■ **Description of the task**
Please return the entries, omitting and altering nothing.

■ **Provided information**
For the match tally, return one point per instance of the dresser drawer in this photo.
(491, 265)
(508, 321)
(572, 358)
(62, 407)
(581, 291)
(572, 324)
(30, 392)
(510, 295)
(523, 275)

■ **Answer to the problem**
For the match tally, return one point per instance of the dresser drawer in this photo.
(491, 265)
(508, 321)
(572, 358)
(62, 407)
(581, 291)
(572, 324)
(30, 392)
(510, 295)
(523, 275)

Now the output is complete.